[Task data]
▼▼▼
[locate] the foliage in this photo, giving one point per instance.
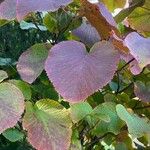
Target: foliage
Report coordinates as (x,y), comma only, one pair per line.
(74,77)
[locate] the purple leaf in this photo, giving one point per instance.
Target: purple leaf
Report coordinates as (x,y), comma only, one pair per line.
(26,6)
(8,9)
(108,16)
(139,48)
(87,33)
(48,125)
(11,105)
(75,73)
(31,62)
(134,65)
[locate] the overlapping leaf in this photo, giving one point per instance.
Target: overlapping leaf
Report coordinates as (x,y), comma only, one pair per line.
(48,125)
(137,126)
(11,105)
(139,18)
(87,34)
(3,75)
(142,90)
(26,6)
(8,9)
(31,62)
(139,48)
(111,122)
(113,4)
(77,74)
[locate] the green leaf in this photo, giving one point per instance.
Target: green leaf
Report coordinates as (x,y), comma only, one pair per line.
(79,111)
(113,4)
(48,125)
(137,126)
(3,75)
(13,135)
(11,105)
(75,142)
(110,121)
(139,18)
(50,22)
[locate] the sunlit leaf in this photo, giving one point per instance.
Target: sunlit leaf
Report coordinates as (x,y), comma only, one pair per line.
(142,90)
(139,18)
(48,125)
(24,87)
(79,111)
(8,9)
(77,74)
(11,105)
(137,126)
(13,135)
(31,62)
(25,7)
(113,4)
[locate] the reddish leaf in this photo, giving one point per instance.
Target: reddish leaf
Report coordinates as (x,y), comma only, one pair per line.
(26,6)
(87,34)
(139,48)
(77,74)
(11,105)
(48,125)
(95,15)
(31,62)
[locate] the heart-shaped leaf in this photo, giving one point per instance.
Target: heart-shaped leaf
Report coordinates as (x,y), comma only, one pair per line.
(26,6)
(137,126)
(110,123)
(139,48)
(11,105)
(8,9)
(77,74)
(48,125)
(87,33)
(142,90)
(31,62)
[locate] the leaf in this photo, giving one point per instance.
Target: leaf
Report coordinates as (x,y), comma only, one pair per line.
(31,62)
(87,33)
(139,18)
(96,15)
(77,74)
(142,90)
(24,87)
(3,75)
(11,105)
(112,122)
(27,6)
(139,48)
(75,141)
(26,26)
(113,4)
(8,9)
(79,111)
(13,135)
(48,125)
(134,65)
(137,126)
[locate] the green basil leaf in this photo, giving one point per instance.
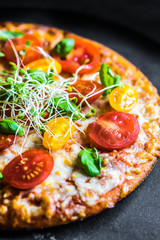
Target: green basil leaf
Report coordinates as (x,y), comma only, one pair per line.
(64,47)
(107,78)
(22,52)
(6,35)
(2,54)
(90,161)
(10,127)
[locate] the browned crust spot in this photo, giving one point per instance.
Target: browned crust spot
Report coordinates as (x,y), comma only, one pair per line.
(11,218)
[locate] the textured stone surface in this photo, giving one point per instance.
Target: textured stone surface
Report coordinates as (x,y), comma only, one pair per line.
(138,216)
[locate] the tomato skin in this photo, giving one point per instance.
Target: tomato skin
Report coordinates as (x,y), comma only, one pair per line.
(28,169)
(31,54)
(123,99)
(58,132)
(85,87)
(6,141)
(83,49)
(114,130)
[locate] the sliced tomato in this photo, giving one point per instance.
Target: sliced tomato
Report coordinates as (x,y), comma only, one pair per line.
(31,52)
(83,50)
(28,169)
(6,141)
(114,130)
(86,88)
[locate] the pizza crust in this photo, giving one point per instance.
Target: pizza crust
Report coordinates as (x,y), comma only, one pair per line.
(63,197)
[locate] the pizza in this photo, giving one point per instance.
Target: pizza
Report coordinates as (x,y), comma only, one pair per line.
(79,127)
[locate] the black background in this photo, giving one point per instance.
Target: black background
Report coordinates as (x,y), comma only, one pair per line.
(132,28)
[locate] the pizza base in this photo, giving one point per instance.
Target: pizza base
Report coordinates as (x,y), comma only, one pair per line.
(12,214)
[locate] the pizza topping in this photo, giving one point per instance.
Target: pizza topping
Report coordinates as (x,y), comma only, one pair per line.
(58,132)
(33,96)
(114,130)
(64,47)
(45,65)
(107,79)
(86,90)
(10,127)
(123,99)
(28,169)
(6,35)
(90,161)
(27,54)
(6,141)
(84,52)
(2,54)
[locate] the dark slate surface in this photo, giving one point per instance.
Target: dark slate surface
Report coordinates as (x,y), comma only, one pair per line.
(138,215)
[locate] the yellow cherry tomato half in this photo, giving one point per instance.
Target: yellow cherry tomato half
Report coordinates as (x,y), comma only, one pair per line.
(58,132)
(44,64)
(123,99)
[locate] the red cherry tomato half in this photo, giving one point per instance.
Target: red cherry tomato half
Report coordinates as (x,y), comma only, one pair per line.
(28,169)
(83,50)
(6,141)
(114,130)
(85,87)
(31,52)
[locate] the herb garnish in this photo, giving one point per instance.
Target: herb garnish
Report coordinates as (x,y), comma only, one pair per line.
(107,78)
(29,94)
(10,127)
(1,176)
(64,47)
(90,161)
(2,54)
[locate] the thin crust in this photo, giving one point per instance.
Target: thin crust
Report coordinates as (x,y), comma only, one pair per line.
(132,164)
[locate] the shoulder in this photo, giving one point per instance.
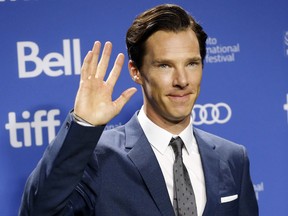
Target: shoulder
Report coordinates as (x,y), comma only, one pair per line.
(223,147)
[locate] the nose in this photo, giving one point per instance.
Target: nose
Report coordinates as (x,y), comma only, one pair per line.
(180,78)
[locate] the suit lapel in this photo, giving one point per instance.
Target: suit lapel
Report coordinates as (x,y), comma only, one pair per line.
(142,155)
(210,163)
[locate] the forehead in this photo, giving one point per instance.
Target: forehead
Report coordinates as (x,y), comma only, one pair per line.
(167,43)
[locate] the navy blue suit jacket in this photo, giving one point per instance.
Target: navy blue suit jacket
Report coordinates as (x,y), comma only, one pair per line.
(86,171)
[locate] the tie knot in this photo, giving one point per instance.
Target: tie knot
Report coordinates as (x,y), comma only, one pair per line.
(177,145)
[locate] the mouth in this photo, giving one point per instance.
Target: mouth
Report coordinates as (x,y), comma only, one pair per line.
(179,97)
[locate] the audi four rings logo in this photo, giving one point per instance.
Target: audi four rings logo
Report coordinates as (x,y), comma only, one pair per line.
(209,113)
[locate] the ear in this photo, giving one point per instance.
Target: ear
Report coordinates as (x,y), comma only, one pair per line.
(134,72)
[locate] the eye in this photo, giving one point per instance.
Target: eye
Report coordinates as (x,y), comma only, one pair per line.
(194,63)
(163,66)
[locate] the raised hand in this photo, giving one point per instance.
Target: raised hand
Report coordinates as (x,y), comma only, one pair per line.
(93,101)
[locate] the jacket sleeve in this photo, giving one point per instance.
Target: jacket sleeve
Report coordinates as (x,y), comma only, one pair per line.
(248,203)
(54,187)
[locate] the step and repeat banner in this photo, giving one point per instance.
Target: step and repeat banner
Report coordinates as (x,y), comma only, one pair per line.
(244,94)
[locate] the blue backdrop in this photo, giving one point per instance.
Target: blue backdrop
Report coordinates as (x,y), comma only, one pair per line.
(244,94)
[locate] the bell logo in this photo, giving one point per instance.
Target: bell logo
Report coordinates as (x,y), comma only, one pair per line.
(54,64)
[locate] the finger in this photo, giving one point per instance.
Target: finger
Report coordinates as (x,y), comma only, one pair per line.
(84,70)
(115,72)
(104,61)
(124,98)
(94,61)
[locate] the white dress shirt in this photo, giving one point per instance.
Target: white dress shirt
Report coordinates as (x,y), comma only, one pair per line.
(159,140)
▲▲▲
[Problem to solve] Print the lines of the records from the one containing "[locate] the white" through the last line of the records, inclusive, reproducing them verbatim.

[The response]
[locate] the white dress shirt in this photo, giving one point per instance.
Target: white dress shirt
Report coordinates as (x,y), comma only, one pair per line.
(159,140)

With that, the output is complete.